====== Text passage ======

Using ever-larger datasets is not enough to achieve ASI, the researchers say. They are referring to current scaling strategies, which tend to focus on using more computing power and more data. Instead, AI systems must be able to generate new knowledge and improve their learning capabilities on their own in an open-ended way.

The researchers define an AI system as "open-ended" if it constantly produces new and learnable artifacts that are difficult to predict, even if an observer has become better at predicting them by studying past artifacts.

Whether AI-generated content is open-ended depends on if an observer sees the generated things as new and if they can learn something from them. For example, a mouse would consider airplanes new but can't understand the principles behind them. For aerospace engineering students, the designs are new and learnable - which makes the system open in this scenario. An alien with extensive aviation knowledge may not find the designs new, but it can analyze and understand them. | Image: Google Deepmind

The researchers give some examples of open systems and their limitations. AlphaGo can constantly develop new strategies to beat learning humans - but only within the rules set by humans. Despite its openness, such a system is too narrow to discover new science or technology, the researchers say.


Another example is the "AdA" agent, which solves tasks in a 3D world with billions of possible variations. Through training, AdA gradually gains skills for increasingly complex and unfamiliar environments.

====== Information supplied ======

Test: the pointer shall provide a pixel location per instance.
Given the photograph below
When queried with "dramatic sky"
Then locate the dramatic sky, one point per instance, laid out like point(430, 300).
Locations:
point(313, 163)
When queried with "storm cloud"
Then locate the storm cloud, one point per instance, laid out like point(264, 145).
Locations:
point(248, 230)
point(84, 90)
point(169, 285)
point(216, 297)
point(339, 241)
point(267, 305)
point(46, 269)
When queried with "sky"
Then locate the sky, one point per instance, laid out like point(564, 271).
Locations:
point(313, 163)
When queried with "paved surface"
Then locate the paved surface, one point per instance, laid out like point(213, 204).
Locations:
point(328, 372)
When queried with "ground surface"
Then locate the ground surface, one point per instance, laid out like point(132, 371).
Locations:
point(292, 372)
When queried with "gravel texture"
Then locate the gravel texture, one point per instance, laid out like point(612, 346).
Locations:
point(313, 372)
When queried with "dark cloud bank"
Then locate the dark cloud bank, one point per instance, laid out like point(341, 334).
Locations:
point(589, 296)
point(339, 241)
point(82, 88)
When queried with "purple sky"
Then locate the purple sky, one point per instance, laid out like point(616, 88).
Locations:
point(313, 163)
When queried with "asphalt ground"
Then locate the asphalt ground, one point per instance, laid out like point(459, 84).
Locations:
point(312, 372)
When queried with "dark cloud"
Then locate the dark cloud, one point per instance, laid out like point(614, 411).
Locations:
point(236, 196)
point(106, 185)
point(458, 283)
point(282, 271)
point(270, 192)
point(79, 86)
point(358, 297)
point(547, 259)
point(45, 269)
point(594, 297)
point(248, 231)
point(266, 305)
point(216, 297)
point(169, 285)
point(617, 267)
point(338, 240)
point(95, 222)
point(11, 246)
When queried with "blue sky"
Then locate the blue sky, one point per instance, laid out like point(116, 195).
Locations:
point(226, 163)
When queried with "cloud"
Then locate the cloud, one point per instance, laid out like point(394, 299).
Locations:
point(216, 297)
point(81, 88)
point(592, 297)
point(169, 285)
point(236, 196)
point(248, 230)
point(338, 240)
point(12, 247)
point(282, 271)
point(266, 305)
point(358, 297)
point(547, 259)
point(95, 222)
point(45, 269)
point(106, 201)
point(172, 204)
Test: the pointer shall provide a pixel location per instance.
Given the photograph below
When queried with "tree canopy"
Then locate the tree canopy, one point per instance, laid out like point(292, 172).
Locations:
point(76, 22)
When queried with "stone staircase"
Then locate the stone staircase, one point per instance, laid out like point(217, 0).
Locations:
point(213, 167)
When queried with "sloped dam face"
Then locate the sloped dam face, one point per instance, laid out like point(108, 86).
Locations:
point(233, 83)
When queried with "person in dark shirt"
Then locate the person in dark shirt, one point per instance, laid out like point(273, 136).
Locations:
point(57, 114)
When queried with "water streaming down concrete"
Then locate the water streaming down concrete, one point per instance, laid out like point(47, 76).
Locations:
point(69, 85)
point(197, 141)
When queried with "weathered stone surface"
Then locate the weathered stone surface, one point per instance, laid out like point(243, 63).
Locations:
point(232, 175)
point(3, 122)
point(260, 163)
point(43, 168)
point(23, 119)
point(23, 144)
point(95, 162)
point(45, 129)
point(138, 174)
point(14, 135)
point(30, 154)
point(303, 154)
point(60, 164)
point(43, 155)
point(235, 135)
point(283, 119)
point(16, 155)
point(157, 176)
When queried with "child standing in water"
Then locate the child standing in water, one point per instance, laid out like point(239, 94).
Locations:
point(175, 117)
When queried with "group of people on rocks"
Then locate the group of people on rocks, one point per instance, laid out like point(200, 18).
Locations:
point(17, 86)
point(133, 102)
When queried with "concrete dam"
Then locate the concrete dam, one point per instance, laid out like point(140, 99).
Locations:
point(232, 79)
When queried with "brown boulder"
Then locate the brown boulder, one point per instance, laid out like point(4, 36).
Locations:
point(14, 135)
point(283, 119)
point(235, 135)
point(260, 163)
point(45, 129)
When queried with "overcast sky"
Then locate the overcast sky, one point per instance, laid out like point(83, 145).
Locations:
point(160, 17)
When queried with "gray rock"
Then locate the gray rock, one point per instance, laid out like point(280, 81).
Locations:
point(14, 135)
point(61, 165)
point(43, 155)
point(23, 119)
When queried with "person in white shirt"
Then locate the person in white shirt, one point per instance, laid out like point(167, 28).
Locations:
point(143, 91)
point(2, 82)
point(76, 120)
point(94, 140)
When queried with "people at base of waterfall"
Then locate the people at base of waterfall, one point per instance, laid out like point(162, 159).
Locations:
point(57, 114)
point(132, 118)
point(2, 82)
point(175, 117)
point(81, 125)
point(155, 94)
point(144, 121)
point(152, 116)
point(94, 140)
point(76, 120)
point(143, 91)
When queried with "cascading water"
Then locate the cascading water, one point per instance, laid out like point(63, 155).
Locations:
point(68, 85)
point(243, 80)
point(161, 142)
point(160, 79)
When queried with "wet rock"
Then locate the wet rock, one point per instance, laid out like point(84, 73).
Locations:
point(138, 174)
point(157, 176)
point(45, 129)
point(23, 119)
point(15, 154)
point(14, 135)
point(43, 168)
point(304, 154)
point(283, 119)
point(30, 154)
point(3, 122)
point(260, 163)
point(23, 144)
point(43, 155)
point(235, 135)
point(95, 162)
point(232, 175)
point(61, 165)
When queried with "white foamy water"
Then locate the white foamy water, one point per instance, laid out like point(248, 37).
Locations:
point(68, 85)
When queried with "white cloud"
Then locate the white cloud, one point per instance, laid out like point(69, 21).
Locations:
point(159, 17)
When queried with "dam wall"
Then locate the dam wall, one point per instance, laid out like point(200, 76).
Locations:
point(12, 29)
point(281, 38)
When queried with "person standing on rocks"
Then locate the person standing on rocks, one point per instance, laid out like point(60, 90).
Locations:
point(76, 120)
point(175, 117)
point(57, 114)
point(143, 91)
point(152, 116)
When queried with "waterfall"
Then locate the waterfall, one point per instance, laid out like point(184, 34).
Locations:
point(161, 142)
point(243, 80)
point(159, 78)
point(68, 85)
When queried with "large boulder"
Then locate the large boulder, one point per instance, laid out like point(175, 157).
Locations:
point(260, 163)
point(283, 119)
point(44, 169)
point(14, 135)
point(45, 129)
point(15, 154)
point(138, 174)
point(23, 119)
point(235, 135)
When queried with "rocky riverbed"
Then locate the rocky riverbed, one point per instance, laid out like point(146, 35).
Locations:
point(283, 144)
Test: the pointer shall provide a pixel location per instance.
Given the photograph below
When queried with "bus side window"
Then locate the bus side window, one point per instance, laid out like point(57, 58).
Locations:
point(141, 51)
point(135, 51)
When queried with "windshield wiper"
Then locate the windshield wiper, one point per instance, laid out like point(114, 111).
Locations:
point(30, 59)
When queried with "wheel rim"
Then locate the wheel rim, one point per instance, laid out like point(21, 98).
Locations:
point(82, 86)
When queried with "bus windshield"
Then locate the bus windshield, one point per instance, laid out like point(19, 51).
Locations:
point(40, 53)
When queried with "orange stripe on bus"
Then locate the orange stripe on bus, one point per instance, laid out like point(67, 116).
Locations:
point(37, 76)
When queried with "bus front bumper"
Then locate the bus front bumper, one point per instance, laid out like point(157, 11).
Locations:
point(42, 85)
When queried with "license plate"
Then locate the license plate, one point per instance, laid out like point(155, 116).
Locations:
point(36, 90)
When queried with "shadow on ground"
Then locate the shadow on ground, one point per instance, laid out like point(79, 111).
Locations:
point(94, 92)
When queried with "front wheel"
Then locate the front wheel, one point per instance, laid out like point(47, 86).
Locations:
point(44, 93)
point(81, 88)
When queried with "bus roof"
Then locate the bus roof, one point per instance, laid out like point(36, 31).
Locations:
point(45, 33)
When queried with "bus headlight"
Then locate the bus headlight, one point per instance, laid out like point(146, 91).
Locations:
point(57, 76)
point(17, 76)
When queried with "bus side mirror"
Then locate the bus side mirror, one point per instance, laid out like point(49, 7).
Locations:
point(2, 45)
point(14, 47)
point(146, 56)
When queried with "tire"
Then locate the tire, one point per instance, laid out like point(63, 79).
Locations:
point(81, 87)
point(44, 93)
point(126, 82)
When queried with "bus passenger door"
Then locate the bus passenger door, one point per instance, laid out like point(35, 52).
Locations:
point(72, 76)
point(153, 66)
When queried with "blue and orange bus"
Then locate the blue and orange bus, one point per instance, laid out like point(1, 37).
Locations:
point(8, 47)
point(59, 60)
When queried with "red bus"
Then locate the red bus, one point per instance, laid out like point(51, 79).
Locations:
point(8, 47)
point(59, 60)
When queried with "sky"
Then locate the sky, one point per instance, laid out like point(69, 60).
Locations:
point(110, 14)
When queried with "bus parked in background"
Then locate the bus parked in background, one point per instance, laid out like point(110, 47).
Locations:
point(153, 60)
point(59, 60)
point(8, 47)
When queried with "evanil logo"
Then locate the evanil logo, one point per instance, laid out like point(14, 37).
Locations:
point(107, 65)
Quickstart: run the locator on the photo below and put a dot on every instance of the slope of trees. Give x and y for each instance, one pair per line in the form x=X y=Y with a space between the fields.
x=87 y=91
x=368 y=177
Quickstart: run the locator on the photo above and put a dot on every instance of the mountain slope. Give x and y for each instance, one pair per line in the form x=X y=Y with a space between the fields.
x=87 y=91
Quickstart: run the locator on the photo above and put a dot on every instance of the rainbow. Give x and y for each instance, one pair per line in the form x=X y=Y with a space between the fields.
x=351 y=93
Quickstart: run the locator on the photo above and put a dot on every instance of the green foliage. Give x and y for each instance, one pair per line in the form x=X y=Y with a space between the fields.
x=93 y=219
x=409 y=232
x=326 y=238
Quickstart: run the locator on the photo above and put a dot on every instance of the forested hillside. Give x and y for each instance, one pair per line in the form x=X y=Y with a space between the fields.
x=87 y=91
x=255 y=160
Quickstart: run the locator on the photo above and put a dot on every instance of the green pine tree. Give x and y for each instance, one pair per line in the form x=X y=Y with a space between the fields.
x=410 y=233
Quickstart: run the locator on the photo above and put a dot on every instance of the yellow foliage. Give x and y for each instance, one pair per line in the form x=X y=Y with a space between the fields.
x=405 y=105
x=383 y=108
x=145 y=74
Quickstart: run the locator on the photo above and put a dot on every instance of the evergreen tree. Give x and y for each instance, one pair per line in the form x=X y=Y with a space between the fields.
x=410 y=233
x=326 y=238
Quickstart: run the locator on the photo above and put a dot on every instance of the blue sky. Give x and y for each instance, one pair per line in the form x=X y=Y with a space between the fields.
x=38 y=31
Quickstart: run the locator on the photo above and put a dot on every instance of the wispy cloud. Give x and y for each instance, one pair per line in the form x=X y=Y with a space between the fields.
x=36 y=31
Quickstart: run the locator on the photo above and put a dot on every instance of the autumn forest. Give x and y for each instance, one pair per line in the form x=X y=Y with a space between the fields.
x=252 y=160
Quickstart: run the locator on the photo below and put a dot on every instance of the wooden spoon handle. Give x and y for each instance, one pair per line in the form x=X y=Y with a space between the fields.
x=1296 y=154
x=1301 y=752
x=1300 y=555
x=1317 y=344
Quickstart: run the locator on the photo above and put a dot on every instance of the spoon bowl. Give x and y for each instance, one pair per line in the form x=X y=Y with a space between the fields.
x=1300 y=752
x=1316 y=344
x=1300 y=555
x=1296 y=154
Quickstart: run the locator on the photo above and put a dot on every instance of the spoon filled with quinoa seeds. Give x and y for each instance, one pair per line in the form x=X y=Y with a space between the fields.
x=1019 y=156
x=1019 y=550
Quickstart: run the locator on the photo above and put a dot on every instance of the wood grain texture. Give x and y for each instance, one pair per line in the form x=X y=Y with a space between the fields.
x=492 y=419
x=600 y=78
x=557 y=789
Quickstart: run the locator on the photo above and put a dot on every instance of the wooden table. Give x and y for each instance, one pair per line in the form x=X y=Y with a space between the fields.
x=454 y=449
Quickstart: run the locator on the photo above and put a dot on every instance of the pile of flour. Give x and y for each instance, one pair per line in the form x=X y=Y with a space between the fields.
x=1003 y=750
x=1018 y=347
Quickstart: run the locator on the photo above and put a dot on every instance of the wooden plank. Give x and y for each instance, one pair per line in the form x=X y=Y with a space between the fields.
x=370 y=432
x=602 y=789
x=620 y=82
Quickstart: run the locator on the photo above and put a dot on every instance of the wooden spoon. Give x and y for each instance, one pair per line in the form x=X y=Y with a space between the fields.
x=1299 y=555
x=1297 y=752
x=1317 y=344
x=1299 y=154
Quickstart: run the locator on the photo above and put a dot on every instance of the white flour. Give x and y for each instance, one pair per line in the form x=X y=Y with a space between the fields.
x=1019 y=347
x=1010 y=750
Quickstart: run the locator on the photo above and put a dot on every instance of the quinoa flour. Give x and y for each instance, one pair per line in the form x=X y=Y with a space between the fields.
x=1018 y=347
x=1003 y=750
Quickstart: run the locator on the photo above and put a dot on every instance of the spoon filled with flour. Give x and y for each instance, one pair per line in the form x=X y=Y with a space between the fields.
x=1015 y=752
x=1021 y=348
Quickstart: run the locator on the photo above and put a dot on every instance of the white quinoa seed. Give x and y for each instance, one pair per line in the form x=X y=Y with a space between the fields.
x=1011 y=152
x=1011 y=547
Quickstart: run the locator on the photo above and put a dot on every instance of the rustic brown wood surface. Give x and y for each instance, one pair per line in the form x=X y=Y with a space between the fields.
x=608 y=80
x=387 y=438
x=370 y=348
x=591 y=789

======

Work instructions =
- a) In the passage on open-ended AI, what limits the new strategies AlphaGo can develop?
- b) Extend the passage on open-ended AI, picking up after its last sentence.

Activity answers =
- a) AlphaGo can only develop them within the rules set by humans.

- b)
To human observers, this seems open-ended, as AdA keeps showing new abilities. However, the results suggest that the novelty reaches a limit over time and can only be reactivated by adding more content. So openness is limited in time.

The POET system trains agents that are each connected to an evolving environment. By switching between environments, the agents eventually solve very complex tasks that could not be solved by direct optimization.

However, this openness is limited by the settings of the environment itself: At some point POET, like AdA, reaches a limit.

Foundation models based on passive data will soon hit a wall

In contrast, current foundation models, such as large language models, are not "open-ended" because they are trained on static datasets; they would eventually stop producing new artifacts. They will "soon plateau," according to the paper.


However, they could lead the way to open systems if they were continually fed new data and combined with open-ended methods such as reinforcement learning, self-improvement, automatic task generation, and evolutionary algorithms.

Foundation models would bring together human knowledge and could guide the search for new relevant artifacts, the researchers say. This makes them a possible building block for AI's ability to generalize.

"Our position is that open-endedness is a property of any ASI, and that foundation models provide the missing ingredient required for domain-general open-endedness. Further, we believe that there may be only a few remaining steps required to achieve open-endedness with foundation models."

From the paper

The scientists also warn of major safety risks. The artifacts generated must remain understandable and controllable by humans. Safety must be built into the design of open-ended systems from the outset to prevent a superintelligent AI from getting out of control.

But if the challenges can be overcome, the researchers believe that open-ended foundation models could enable major breakthroughs in science and technology.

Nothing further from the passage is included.